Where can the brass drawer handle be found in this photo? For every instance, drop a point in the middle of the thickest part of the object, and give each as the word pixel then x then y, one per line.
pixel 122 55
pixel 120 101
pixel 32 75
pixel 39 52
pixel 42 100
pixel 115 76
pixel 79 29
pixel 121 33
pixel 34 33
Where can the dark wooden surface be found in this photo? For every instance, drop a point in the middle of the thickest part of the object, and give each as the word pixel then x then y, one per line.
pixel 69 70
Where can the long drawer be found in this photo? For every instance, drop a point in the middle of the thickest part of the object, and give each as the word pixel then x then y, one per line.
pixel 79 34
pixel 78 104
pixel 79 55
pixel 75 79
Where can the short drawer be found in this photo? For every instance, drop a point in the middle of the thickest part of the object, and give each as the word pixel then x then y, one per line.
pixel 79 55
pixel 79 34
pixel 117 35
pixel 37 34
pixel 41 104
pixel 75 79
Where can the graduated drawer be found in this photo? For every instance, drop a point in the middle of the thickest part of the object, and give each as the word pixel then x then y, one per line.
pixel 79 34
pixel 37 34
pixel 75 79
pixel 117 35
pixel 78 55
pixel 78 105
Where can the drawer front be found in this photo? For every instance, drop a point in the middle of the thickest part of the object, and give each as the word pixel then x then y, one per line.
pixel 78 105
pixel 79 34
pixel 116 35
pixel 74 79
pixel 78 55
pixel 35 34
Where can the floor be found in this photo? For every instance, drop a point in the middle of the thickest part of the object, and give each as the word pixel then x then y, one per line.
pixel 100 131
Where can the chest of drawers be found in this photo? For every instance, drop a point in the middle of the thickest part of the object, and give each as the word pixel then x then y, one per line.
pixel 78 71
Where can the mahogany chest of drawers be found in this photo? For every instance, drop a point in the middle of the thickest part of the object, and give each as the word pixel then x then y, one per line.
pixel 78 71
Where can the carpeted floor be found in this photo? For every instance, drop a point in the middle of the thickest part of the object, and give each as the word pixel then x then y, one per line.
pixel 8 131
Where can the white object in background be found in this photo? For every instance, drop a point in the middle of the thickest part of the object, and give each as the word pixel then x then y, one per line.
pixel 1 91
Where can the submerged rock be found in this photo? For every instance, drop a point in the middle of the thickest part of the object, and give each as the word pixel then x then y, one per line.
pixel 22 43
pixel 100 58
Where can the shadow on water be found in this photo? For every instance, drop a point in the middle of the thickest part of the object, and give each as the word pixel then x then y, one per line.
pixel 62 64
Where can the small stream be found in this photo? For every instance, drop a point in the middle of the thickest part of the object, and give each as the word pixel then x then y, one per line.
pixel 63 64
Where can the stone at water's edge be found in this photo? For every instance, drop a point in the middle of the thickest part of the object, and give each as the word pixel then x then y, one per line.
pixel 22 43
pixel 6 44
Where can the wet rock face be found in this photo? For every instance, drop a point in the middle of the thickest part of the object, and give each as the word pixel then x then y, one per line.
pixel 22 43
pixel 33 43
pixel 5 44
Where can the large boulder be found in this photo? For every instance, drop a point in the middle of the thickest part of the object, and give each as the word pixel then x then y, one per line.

^^^^^^^^

**Written problem**
Turn the lines above into a numbered list, leaving out any blank lines.

**Answer to this problem**
1. Where can the brass drawer handle be found in this photo? For every instance, drop a point in the middle of the thickest part of the object, and give each as the word pixel then x then y, one per line.
2. pixel 122 55
3. pixel 120 101
4. pixel 32 75
5. pixel 39 52
6. pixel 42 100
7. pixel 115 76
8. pixel 79 29
9. pixel 121 33
10. pixel 34 33
11. Where can the dark wooden surface be found in this photo? For every instance, drop a point in the middle of the thickest part of the object, and give each as the word pixel then x then y, one per line.
12. pixel 69 70
13. Where can the long drawer be found in this photo? For every instance, drop a point in the middle of the thickest part of the object, and give each as the word pixel then x then y, one per line.
14. pixel 79 34
15. pixel 78 104
16. pixel 79 55
17. pixel 75 79
18. Where can the short drawer be found in this photo? For every instance, drop a point in the middle of the thickest part of the object, and give each as the word pixel then x then y, one per line.
19. pixel 79 55
20. pixel 79 34
21. pixel 117 35
22. pixel 37 34
23. pixel 41 104
24. pixel 75 79
25. Where can the graduated drawer be found in this photo? For every instance, drop a point in the middle of the thickest part of the object, and give each as the word pixel then x then y, one per line.
26. pixel 79 34
27. pixel 37 34
28. pixel 75 79
29. pixel 117 35
30. pixel 78 55
31. pixel 78 105
32. Where can the drawer front be found in this photo? For every instance, drop a point in the middle of the thickest part of the object, and give each as the word pixel then x then y, one per line.
33. pixel 78 105
34. pixel 79 34
35. pixel 116 35
36. pixel 74 79
37. pixel 78 55
38. pixel 35 34
39. Where can the floor be found in this photo? For every instance, drop a point in the middle of the thickest part of the object, and give each as the word pixel then x then y, one per line.
40. pixel 100 131
41. Where can the chest of drawers be found in this photo? For every instance, drop a point in the middle of the thickest part of the object, and give each as the word pixel then x then y, one per line.
42. pixel 78 71
43. Where can the mahogany chest of drawers be found in this photo? For every instance, drop a point in the middle of the thickest part of the object, and give each as the word pixel then x then y, one per line.
44. pixel 78 71
45. Where can the carpeted floor be found in this photo? For every instance, drop a point in the middle of the thickest part of the object, and give each as the word pixel then x then y, one per line.
46. pixel 8 131
47. Where can the white object in background be found in this photo? For every instance, drop a point in the middle of the thickest part of the object, and give each as the word pixel then x then y, one per line.
48. pixel 1 91
49. Where can the submerged rock be found in this photo? For every instance, drop a point in the middle of the thickest part of the object, and give each as the word pixel then x then y, one per line.
50. pixel 22 43
51. pixel 100 58
52. Where can the shadow on water be found in this photo? For every instance, drop a point in the middle of the thickest part of the object, and give each as the word pixel then x then y, one per line.
53. pixel 62 64
54. Where can the small stream be found in this photo? For every instance, drop a point in the middle of the thickest part of the object, and give each as the word pixel then x then y, one per line.
55. pixel 63 64
56. Where can the stone at water's edge be found in this photo? For every instance, drop a point in the middle of the thickest part of the object, and give each as the word pixel then x then y, one per line.
57. pixel 22 43
58. pixel 6 44
59. Where can the wet rock face be found in this photo? For every instance, drop a point in the middle of the thickest part of the object, and give each as the word pixel then x then y, one per line.
60. pixel 22 43
61. pixel 33 43
62. pixel 5 44
63. Where can the large boulder be found in this photo? For every instance, drop a point in the middle of the thickest part of the object, and give each as the word pixel then x then y, one per line.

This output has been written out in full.